# [Task details]
Please answer from the battery monitor text: how often does the monitor get a fresh sample of all channels?

We've recently been integrating our battery monitor system with the rest of the system, and it has been illuminating.
First the hardware. Our battery monitor is a modification of the STM32-based motor controller we built. The processor power is isolated with a DC-DC converter, talking to the CAN bus through a Si8421 digital isolator and standard CAN transceiver. Up to 12 cells are monitored per controller using the on-chip 12 bit A/D converter, with the remaining four channels used for temperature and charge current monitoring. We get a fresh sample of all channels every millisecond.
One of the things we discovered is that the cell voltages sag quite a bit while driving. We got a hint from the whole-pack voltmeter, but our high sample rate catches the extremes. Even with a freshly charged battery, the cell voltages will drop below the nominal shut-off voltage level (which is specified at zero load) during acceleration.

# [Dataset content]
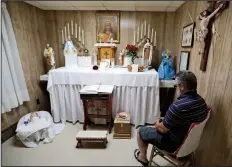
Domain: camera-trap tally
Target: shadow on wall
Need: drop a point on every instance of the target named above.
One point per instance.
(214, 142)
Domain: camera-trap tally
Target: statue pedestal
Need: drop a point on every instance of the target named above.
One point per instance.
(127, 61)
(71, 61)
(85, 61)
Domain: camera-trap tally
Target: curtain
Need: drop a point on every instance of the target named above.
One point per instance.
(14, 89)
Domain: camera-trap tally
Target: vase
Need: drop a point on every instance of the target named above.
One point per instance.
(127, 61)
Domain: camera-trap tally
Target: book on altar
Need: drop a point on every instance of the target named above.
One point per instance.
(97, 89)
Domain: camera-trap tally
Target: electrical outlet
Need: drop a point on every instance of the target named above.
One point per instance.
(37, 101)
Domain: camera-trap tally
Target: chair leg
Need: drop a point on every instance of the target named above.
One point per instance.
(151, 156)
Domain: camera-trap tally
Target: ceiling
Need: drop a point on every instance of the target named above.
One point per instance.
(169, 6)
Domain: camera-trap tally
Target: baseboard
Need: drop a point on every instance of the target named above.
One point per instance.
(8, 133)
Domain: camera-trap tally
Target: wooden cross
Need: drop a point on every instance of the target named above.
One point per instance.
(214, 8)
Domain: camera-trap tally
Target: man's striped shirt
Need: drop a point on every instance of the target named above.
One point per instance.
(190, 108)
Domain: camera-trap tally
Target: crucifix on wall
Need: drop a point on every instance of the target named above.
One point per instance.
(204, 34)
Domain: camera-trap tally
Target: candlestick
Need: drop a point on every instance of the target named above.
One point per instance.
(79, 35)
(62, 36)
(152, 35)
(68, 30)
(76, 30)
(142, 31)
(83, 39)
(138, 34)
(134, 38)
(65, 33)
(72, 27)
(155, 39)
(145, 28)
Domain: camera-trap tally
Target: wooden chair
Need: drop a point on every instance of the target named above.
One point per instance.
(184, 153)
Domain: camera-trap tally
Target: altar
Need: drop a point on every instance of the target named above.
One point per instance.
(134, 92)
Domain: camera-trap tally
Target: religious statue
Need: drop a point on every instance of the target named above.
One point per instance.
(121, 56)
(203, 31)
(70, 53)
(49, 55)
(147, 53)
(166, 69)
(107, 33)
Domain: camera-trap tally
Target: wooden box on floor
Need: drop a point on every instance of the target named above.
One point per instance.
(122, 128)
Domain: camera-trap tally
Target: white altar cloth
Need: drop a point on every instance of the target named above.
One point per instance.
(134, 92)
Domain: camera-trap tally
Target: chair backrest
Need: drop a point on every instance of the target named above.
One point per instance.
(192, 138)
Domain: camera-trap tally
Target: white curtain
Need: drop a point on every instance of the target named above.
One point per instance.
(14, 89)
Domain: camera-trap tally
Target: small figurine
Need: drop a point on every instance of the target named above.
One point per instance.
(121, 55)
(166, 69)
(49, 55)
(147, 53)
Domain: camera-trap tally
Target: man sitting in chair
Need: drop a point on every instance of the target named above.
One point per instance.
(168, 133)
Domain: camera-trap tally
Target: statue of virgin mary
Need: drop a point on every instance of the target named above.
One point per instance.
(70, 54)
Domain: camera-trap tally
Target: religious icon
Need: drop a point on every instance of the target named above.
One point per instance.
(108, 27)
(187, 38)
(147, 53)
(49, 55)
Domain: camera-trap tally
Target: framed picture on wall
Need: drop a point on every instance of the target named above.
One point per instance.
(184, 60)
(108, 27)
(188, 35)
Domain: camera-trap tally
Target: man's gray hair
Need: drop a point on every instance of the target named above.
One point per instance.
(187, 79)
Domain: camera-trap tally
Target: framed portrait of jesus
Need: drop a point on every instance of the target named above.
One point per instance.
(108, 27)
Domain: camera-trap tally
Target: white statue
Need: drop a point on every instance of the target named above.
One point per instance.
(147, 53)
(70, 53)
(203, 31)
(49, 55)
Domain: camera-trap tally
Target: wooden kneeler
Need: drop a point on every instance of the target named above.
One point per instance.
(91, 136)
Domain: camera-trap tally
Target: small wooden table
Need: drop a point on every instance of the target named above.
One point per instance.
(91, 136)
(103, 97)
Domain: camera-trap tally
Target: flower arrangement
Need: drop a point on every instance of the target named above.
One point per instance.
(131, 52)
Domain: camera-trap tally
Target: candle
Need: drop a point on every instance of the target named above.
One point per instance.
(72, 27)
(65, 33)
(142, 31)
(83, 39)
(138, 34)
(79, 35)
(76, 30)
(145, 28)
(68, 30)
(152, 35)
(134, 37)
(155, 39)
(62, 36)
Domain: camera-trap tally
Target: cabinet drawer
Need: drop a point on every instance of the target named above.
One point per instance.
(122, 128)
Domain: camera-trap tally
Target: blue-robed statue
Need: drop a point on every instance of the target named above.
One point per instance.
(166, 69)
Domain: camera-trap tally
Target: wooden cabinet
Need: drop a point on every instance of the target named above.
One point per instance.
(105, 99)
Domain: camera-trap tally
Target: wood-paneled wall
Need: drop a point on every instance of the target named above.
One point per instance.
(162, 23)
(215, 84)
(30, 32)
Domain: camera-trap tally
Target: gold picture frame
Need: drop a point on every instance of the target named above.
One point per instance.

# [Output for this exercise]
Every millisecond.